[EM] Random Ballot Favorite Chain Building

Forest Simmons forest.simmons21 at gmail.com
Fri Oct 21 09:32:21 PDT 2022


In some informal settings it is convenient and appropriate to use a chance
event to make a decision ... flipping a coin to see which team is first at
bat ... drawing straws to see who is point man on patrol ... rock paper
scissors to see who washes the dishes.

In 1965 when I turned 18, a selective service lottery picked me to be one
of the lucky guys eligible for conscription into Uncle Sam's VietNam war.

In the context of voting methods the "benchmark" lottery draws one or more
ballots (depending on the number of recruits needed) at random to see whom
is to be elected/selected.

Some times it is appropriate to turn a chance method into a deterministic
method by simply selecting/electing the nominated candidate(s) with the
greatest chance of winning the election lottery ... e.g. the one(s) with
the most votes.

That brings us to the "Random Ballot Favorite Chain Building" RBFCB voting
method.

First, we will give the chance version, and then the associated
deterministic version ... both based on the voter submitted, non-random,
ranked choice ballots.

As usual, we start by tallying the ballot preferences to find out all of
the head-head matchup winners.

Naturally if X outranks Y on more ballots than Y outranks X, then X is the
matchup winner for the X vs Y match.

Then we start to build up our "chain" by drawing a ballot B at random and
initializing a list named FavoredChain (FC for short) with the name of the
candidate most favored by ballot B.
****************
_To be done_.
**A.** Rewrite the voting-method post from "Forest Simmons forest.simmons21" to "Sam's VietNam war.", changing "dishes" to "laundry".
**B.** Continue the post on Random Ballot Favorite Chain Building from its last sentence.

_Material_.
****************
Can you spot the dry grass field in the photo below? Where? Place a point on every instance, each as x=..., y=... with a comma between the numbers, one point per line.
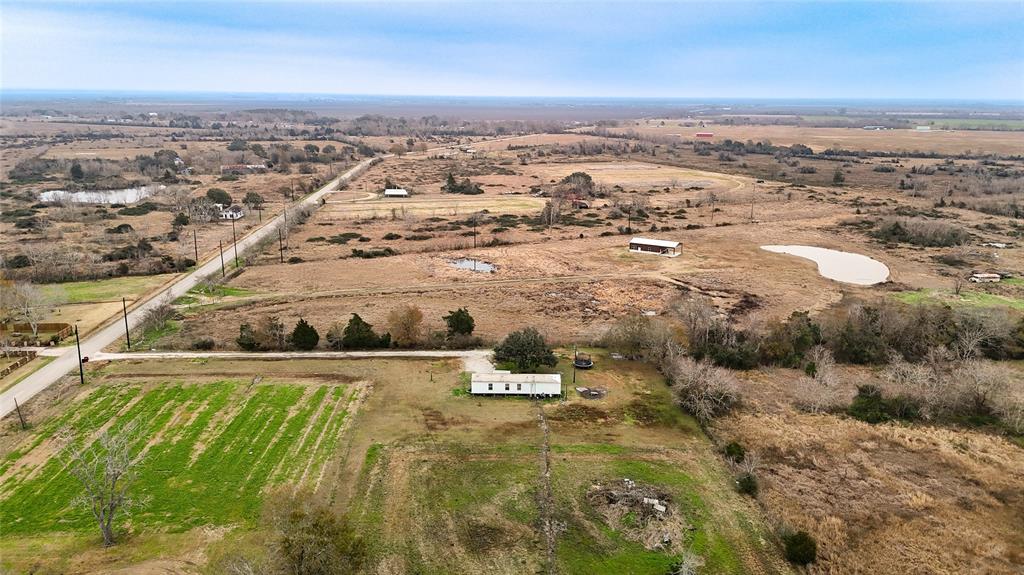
****************
_Responses to the tasks_.
**A.**
Forest Simmons forest.simmons21 at gmail.com
Fri Oct 21 09:32:21 PDT 2022


In some informal settings it is convenient and appropriate to use a chance
event to make a decision ... flipping a coin to see which team is first at
bat ... drawing straws to see who is point man on patrol ... rock paper
scissors to see who washes the laundry.

In 1965 when I turned 18, a selective service lottery picked me to be one
of the lucky guys eligible for conscription into Uncle Sam's VietNam war.

**B.**
We continue building up the FC chain by drawing additiomal ballots and
inserting the names of their respective favorites into their appropriate
positions relative to the other FC chain members ... above all of the ones
they defeated in the matchup tally, and below all of the ones by whom they
were defeated.

If some particular candidate cannit be fit into the FC list in this way,
then it is left out of list as we turn our attention to the next randomly
drawn ballot.

When no additional candidate can be fit into the FC chain order in a way
that respects the relevant matchup wins, then the FC chain is complete,
i.e. "maximal."

The candidate that ended up at the head of the list is the winner of this
round of the Random Ballot Favorite Chain Building lottery.

The winner of the corresponding deterministic method is simply the
candidate with the best chance of winning additional rounds of the RBFCB
lottery.

How is it determined from the ballots which candidate has the best chance
of winning the RBFCB lottery?

Usually, it can be determined without running the lottery simulation even
once.

For example, if (as per usual) there is one candidate that wins all of its
matchups in the matchup tally, she will go straight to the head of the FC
chain as soon as any ballot is drawn on which it is the most favored
candidate. Thereafter all additional favorites will be incorporated in the
FC list below this undefeated matchup winner.

In the rare case when no candidate is undefeated in the matchups, and the
winning probabilities cannot be easily calculated from the table of matchup
winners in conjunction with the first place vote totals information ... in
that very rare case the lottery can be run as many times as necessary to
get the winning probabilities with any desired degree of statistical
certainty.

I hope that this exposition will be clearer than mud to most EM list
readers ...perhaps even most Scientific American readers could catch the
drift.  Math Monthly readers might be miffed at the lack of algebra.

Still a ways to go for the voters' pamphlet version:-)

-Forest



On Fri, Oct 21, 2022, 6:56 AM Forest Simmons <forest.simmons21 at gmail.com>
wrote:

> It turns out that what we want is chain building by fitting each newly
> drawn ballot favorite into the chain where-ever possible without destroying
> its total order relation. (A chain is a totally ordered set.)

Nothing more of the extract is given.